AIM: Retype every one of the entries below character for character, changing nothing.

INPUT DATA:
-------

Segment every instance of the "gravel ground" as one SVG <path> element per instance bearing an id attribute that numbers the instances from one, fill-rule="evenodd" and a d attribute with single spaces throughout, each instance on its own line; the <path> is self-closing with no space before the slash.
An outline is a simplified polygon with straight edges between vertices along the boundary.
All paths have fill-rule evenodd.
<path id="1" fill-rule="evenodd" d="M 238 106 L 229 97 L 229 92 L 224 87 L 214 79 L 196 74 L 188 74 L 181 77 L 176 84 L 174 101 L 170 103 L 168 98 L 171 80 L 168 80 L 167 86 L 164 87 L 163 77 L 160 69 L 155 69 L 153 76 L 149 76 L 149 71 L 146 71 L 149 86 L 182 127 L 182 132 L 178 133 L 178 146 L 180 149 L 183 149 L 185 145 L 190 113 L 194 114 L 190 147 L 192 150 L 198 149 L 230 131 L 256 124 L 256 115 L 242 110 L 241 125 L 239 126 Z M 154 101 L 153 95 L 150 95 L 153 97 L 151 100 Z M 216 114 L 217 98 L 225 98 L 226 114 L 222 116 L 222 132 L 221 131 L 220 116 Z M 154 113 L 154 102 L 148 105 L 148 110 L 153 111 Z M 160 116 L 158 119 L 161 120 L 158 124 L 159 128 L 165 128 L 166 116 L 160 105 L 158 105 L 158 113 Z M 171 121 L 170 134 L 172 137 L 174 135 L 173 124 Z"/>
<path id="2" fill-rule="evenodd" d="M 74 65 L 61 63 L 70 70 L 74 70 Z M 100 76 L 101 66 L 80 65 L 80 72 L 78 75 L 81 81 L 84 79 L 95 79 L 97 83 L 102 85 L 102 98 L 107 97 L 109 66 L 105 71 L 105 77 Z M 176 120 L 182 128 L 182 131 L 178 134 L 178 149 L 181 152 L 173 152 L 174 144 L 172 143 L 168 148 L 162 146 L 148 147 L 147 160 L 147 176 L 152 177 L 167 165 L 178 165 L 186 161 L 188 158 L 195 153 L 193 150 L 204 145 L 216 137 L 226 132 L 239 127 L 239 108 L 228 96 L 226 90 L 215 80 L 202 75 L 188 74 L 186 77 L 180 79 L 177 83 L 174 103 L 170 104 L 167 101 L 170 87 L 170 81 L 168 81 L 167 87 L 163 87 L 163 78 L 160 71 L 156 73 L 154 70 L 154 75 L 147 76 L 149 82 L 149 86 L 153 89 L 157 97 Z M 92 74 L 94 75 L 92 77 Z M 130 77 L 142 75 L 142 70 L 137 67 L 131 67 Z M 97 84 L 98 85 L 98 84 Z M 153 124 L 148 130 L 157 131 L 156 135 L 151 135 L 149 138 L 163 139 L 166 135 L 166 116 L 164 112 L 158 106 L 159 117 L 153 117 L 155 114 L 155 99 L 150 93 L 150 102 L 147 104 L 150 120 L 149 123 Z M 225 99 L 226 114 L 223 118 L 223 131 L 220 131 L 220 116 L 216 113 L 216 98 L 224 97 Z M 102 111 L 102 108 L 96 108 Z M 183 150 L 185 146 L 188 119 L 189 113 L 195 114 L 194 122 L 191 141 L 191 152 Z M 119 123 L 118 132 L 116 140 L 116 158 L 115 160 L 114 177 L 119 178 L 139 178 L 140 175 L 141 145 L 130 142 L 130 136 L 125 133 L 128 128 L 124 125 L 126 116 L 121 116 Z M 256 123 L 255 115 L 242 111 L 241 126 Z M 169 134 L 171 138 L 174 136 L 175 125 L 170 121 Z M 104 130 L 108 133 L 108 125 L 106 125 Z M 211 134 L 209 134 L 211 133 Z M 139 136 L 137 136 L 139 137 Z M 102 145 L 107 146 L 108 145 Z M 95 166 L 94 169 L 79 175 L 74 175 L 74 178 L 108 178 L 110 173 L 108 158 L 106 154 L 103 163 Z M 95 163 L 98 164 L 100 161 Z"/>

-------

FULL ANSWER:
Segment every instance of the "gravel ground" as one SVG <path> element per instance bearing an id attribute that numbers the instances from one, fill-rule="evenodd" and a d attribute with single spaces throughout, each instance on its own line; the <path> is self-closing with no space before the slash.
An outline is a simplified polygon with straight edges between vertices along the boundary.
All paths have fill-rule evenodd.
<path id="1" fill-rule="evenodd" d="M 238 106 L 229 97 L 229 92 L 224 87 L 214 79 L 196 74 L 188 74 L 181 77 L 176 84 L 174 101 L 170 103 L 168 98 L 171 80 L 168 80 L 167 86 L 164 87 L 163 77 L 160 69 L 155 69 L 153 76 L 149 76 L 149 71 L 146 71 L 149 86 L 182 127 L 182 132 L 178 133 L 178 146 L 180 149 L 183 149 L 185 145 L 190 113 L 194 114 L 190 147 L 192 150 L 198 149 L 230 131 L 256 124 L 256 115 L 242 110 L 241 125 L 239 126 Z M 154 101 L 153 95 L 150 95 L 153 97 L 151 100 Z M 216 114 L 217 98 L 225 98 L 226 114 L 222 116 L 222 132 L 221 131 L 220 116 Z M 154 113 L 154 102 L 148 105 L 148 110 L 153 111 Z M 160 116 L 158 119 L 161 120 L 158 124 L 159 128 L 165 128 L 166 116 L 160 105 L 158 105 L 158 113 Z M 171 121 L 170 134 L 172 137 L 174 135 L 173 124 Z"/>
<path id="2" fill-rule="evenodd" d="M 74 65 L 61 63 L 70 70 L 74 70 Z M 100 76 L 101 66 L 80 65 L 80 72 L 78 75 L 81 81 L 84 79 L 95 79 L 97 83 L 102 85 L 102 98 L 107 97 L 109 66 L 105 71 L 105 77 Z M 176 120 L 182 128 L 182 131 L 178 134 L 178 149 L 181 152 L 173 152 L 174 144 L 172 143 L 168 148 L 162 146 L 148 147 L 147 160 L 147 176 L 152 177 L 167 165 L 178 165 L 186 161 L 188 158 L 195 153 L 193 150 L 204 145 L 216 137 L 226 132 L 239 127 L 239 108 L 228 96 L 226 90 L 215 80 L 202 75 L 188 74 L 186 77 L 180 79 L 177 83 L 174 103 L 170 104 L 167 101 L 170 87 L 170 81 L 168 81 L 167 87 L 163 87 L 163 78 L 160 71 L 156 73 L 154 70 L 154 75 L 147 76 L 149 82 L 149 86 L 153 89 L 157 97 Z M 92 74 L 94 75 L 92 77 Z M 130 77 L 142 75 L 142 70 L 137 67 L 131 67 Z M 97 84 L 98 85 L 98 84 Z M 153 124 L 148 130 L 157 131 L 156 135 L 151 135 L 149 138 L 163 139 L 166 135 L 166 116 L 164 112 L 158 106 L 159 117 L 153 117 L 155 114 L 155 99 L 150 93 L 150 102 L 147 104 L 150 120 L 149 123 Z M 225 99 L 226 114 L 223 118 L 223 131 L 220 131 L 220 116 L 216 113 L 216 98 L 224 97 Z M 102 111 L 102 108 L 96 108 Z M 183 150 L 185 146 L 188 119 L 189 113 L 195 114 L 194 122 L 191 141 L 191 152 Z M 119 123 L 118 132 L 116 140 L 116 158 L 115 160 L 114 177 L 119 178 L 139 178 L 140 175 L 141 145 L 130 142 L 130 136 L 125 133 L 128 128 L 124 125 L 126 116 L 121 116 Z M 256 123 L 255 115 L 242 111 L 241 126 Z M 169 134 L 171 138 L 174 136 L 175 125 L 170 121 Z M 104 130 L 108 133 L 108 125 L 106 125 Z M 211 134 L 209 134 L 211 133 Z M 139 136 L 137 136 L 139 137 Z M 102 145 L 107 146 L 108 145 Z M 95 166 L 94 169 L 79 175 L 74 175 L 74 178 L 108 178 L 110 173 L 108 158 L 106 154 L 103 163 Z M 95 163 L 98 164 L 100 161 Z"/>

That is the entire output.